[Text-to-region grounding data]

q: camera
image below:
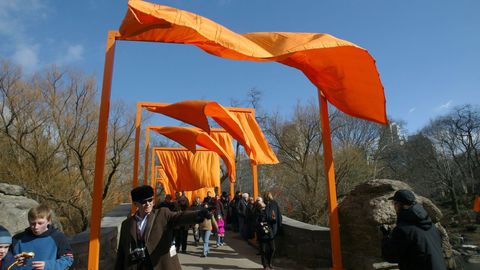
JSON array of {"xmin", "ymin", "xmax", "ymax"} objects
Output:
[{"xmin": 130, "ymin": 247, "xmax": 146, "ymax": 262}]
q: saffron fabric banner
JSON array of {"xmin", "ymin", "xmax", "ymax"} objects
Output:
[
  {"xmin": 145, "ymin": 100, "xmax": 279, "ymax": 164},
  {"xmin": 155, "ymin": 149, "xmax": 221, "ymax": 191},
  {"xmin": 119, "ymin": 0, "xmax": 387, "ymax": 124},
  {"xmin": 232, "ymin": 111, "xmax": 279, "ymax": 165},
  {"xmin": 151, "ymin": 126, "xmax": 236, "ymax": 182}
]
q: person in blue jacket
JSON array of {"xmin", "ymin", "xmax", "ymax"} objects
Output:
[
  {"xmin": 0, "ymin": 226, "xmax": 14, "ymax": 270},
  {"xmin": 12, "ymin": 205, "xmax": 73, "ymax": 270}
]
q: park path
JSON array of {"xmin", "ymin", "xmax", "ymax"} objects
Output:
[{"xmin": 178, "ymin": 230, "xmax": 291, "ymax": 270}]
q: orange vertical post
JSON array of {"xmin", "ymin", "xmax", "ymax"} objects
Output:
[
  {"xmin": 318, "ymin": 91, "xmax": 343, "ymax": 270},
  {"xmin": 133, "ymin": 103, "xmax": 142, "ymax": 188},
  {"xmin": 143, "ymin": 127, "xmax": 150, "ymax": 185},
  {"xmin": 251, "ymin": 163, "xmax": 258, "ymax": 199},
  {"xmin": 87, "ymin": 30, "xmax": 118, "ymax": 270},
  {"xmin": 151, "ymin": 147, "xmax": 157, "ymax": 197},
  {"xmin": 230, "ymin": 182, "xmax": 234, "ymax": 198}
]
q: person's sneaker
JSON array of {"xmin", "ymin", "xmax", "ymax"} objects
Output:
[
  {"xmin": 200, "ymin": 254, "xmax": 206, "ymax": 258},
  {"xmin": 215, "ymin": 244, "xmax": 220, "ymax": 248}
]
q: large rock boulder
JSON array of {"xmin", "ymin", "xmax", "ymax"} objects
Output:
[
  {"xmin": 338, "ymin": 179, "xmax": 456, "ymax": 270},
  {"xmin": 0, "ymin": 183, "xmax": 39, "ymax": 234}
]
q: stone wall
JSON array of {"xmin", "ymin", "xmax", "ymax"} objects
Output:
[
  {"xmin": 275, "ymin": 216, "xmax": 332, "ymax": 269},
  {"xmin": 70, "ymin": 203, "xmax": 131, "ymax": 270},
  {"xmin": 70, "ymin": 205, "xmax": 333, "ymax": 270}
]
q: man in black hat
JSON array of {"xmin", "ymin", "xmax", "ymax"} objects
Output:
[
  {"xmin": 381, "ymin": 189, "xmax": 447, "ymax": 270},
  {"xmin": 115, "ymin": 185, "xmax": 211, "ymax": 270}
]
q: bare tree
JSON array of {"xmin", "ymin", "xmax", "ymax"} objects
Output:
[
  {"xmin": 421, "ymin": 105, "xmax": 480, "ymax": 213},
  {"xmin": 0, "ymin": 60, "xmax": 135, "ymax": 234}
]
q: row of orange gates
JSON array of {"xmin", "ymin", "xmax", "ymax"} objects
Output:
[
  {"xmin": 134, "ymin": 101, "xmax": 279, "ymax": 205},
  {"xmin": 85, "ymin": 0, "xmax": 394, "ymax": 269}
]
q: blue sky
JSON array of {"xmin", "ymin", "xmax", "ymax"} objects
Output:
[{"xmin": 1, "ymin": 0, "xmax": 479, "ymax": 134}]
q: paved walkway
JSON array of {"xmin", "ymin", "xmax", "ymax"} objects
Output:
[{"xmin": 178, "ymin": 230, "xmax": 290, "ymax": 270}]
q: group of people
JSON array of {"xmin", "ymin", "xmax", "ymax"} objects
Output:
[
  {"xmin": 115, "ymin": 186, "xmax": 283, "ymax": 270},
  {"xmin": 0, "ymin": 186, "xmax": 449, "ymax": 270},
  {"xmin": 221, "ymin": 191, "xmax": 282, "ymax": 270},
  {"xmin": 0, "ymin": 205, "xmax": 73, "ymax": 270}
]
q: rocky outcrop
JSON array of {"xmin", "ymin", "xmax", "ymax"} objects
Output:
[
  {"xmin": 0, "ymin": 183, "xmax": 39, "ymax": 234},
  {"xmin": 338, "ymin": 179, "xmax": 456, "ymax": 270}
]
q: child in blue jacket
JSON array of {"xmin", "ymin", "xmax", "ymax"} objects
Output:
[
  {"xmin": 0, "ymin": 225, "xmax": 14, "ymax": 270},
  {"xmin": 12, "ymin": 205, "xmax": 74, "ymax": 270}
]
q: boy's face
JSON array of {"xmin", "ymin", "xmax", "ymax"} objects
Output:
[
  {"xmin": 29, "ymin": 217, "xmax": 50, "ymax": 235},
  {"xmin": 0, "ymin": 243, "xmax": 10, "ymax": 260}
]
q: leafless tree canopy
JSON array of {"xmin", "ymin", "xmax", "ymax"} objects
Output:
[{"xmin": 0, "ymin": 60, "xmax": 135, "ymax": 234}]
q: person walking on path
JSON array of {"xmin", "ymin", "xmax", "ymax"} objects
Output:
[
  {"xmin": 189, "ymin": 196, "xmax": 202, "ymax": 247},
  {"xmin": 255, "ymin": 201, "xmax": 276, "ymax": 270},
  {"xmin": 264, "ymin": 192, "xmax": 282, "ymax": 238},
  {"xmin": 174, "ymin": 197, "xmax": 190, "ymax": 254},
  {"xmin": 381, "ymin": 189, "xmax": 447, "ymax": 270},
  {"xmin": 237, "ymin": 193, "xmax": 249, "ymax": 240},
  {"xmin": 215, "ymin": 214, "xmax": 225, "ymax": 247},
  {"xmin": 198, "ymin": 204, "xmax": 218, "ymax": 258}
]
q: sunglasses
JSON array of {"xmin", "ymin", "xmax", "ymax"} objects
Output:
[{"xmin": 140, "ymin": 197, "xmax": 154, "ymax": 205}]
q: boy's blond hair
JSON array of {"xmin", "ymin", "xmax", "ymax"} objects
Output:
[{"xmin": 28, "ymin": 204, "xmax": 52, "ymax": 221}]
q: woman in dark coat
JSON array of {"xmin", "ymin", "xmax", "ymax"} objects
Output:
[{"xmin": 255, "ymin": 200, "xmax": 276, "ymax": 270}]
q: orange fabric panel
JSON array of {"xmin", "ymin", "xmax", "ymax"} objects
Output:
[
  {"xmin": 232, "ymin": 111, "xmax": 278, "ymax": 164},
  {"xmin": 474, "ymin": 195, "xmax": 480, "ymax": 212},
  {"xmin": 145, "ymin": 100, "xmax": 254, "ymax": 159},
  {"xmin": 145, "ymin": 100, "xmax": 211, "ymax": 132},
  {"xmin": 156, "ymin": 166, "xmax": 177, "ymax": 195},
  {"xmin": 150, "ymin": 126, "xmax": 236, "ymax": 182},
  {"xmin": 119, "ymin": 0, "xmax": 387, "ymax": 124},
  {"xmin": 155, "ymin": 149, "xmax": 220, "ymax": 191},
  {"xmin": 209, "ymin": 130, "xmax": 236, "ymax": 181}
]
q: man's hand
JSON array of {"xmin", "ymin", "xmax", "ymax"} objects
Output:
[{"xmin": 198, "ymin": 208, "xmax": 212, "ymax": 220}]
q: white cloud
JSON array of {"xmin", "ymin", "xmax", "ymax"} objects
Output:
[
  {"xmin": 12, "ymin": 45, "xmax": 39, "ymax": 74},
  {"xmin": 408, "ymin": 107, "xmax": 416, "ymax": 113},
  {"xmin": 55, "ymin": 44, "xmax": 85, "ymax": 66},
  {"xmin": 437, "ymin": 100, "xmax": 452, "ymax": 110},
  {"xmin": 0, "ymin": 0, "xmax": 48, "ymax": 72}
]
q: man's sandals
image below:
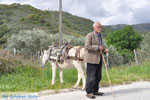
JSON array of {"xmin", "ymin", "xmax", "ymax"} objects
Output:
[{"xmin": 86, "ymin": 92, "xmax": 104, "ymax": 99}]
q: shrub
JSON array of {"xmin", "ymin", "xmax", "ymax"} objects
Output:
[
  {"xmin": 137, "ymin": 32, "xmax": 150, "ymax": 62},
  {"xmin": 6, "ymin": 29, "xmax": 86, "ymax": 53},
  {"xmin": 7, "ymin": 29, "xmax": 52, "ymax": 53},
  {"xmin": 0, "ymin": 24, "xmax": 8, "ymax": 38},
  {"xmin": 0, "ymin": 49, "xmax": 15, "ymax": 75},
  {"xmin": 106, "ymin": 26, "xmax": 143, "ymax": 63}
]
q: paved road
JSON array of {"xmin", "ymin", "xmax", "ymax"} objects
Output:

■ Task details:
Report how many lines in the data above contain "orange", without any other words.

■ Written answer:
3